→ **Work to complete**:
Present every line of the entries below as a Markdown table with the columns Row and Line, numbering the rows and skipping blank lines. Leave the pictures out of your table.

-- START Provided entries --

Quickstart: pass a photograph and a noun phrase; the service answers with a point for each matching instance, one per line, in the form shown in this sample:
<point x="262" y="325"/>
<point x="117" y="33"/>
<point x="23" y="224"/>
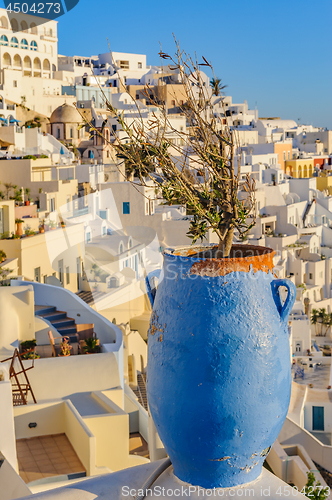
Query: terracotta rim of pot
<point x="257" y="258"/>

-- END Provided entries --

→ **Answer to this exercise**:
| Row | Line |
|---|---|
| 1 | Quickstart: pass a photograph and a noun phrase; the service answers with a point for each matching instance, one per line, in the form shown in this sample: |
| 2 | <point x="262" y="325"/> |
| 3 | <point x="117" y="33"/> |
| 4 | <point x="23" y="224"/> |
| 5 | Query: terracotta rim of pot |
| 6 | <point x="257" y="258"/> |